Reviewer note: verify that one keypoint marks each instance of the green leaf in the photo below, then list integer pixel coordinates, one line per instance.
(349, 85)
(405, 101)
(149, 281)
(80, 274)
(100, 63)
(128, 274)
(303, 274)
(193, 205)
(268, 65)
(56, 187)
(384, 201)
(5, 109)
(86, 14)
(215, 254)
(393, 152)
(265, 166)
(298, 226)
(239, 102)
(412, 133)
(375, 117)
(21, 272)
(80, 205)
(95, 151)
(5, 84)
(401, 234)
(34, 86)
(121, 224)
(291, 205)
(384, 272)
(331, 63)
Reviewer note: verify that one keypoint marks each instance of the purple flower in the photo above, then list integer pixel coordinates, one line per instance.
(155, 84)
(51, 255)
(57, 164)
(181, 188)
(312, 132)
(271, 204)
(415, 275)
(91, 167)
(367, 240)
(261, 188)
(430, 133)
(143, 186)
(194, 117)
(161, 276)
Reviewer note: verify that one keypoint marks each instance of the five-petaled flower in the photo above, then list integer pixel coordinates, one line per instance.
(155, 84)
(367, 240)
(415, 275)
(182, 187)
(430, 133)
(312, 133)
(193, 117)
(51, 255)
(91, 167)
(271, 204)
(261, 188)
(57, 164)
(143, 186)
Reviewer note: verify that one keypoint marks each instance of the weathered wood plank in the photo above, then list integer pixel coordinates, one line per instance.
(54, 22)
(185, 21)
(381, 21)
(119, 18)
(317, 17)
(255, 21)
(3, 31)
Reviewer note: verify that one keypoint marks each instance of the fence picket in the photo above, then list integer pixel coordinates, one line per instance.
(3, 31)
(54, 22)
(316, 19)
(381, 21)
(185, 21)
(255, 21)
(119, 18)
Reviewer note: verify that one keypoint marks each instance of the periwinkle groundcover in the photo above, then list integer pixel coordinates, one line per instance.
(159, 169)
◆ ◆ ◆
Exactly as they appear above, write out the line containing "of the fence" and each line that comes after it in the records.

→ **Reply to the exercise**
Reviewer note: verify that one keypoint marks each instance of the fence picket in the photo above, then list integer pixel coordinates, one line per instance.
(3, 31)
(54, 22)
(316, 19)
(381, 21)
(185, 21)
(255, 21)
(119, 18)
Reviewer note: verify that one keypoint marks each instance of the periwinkle groundcover in the photo above, then list integer pixel coordinates, one line per instance.
(159, 169)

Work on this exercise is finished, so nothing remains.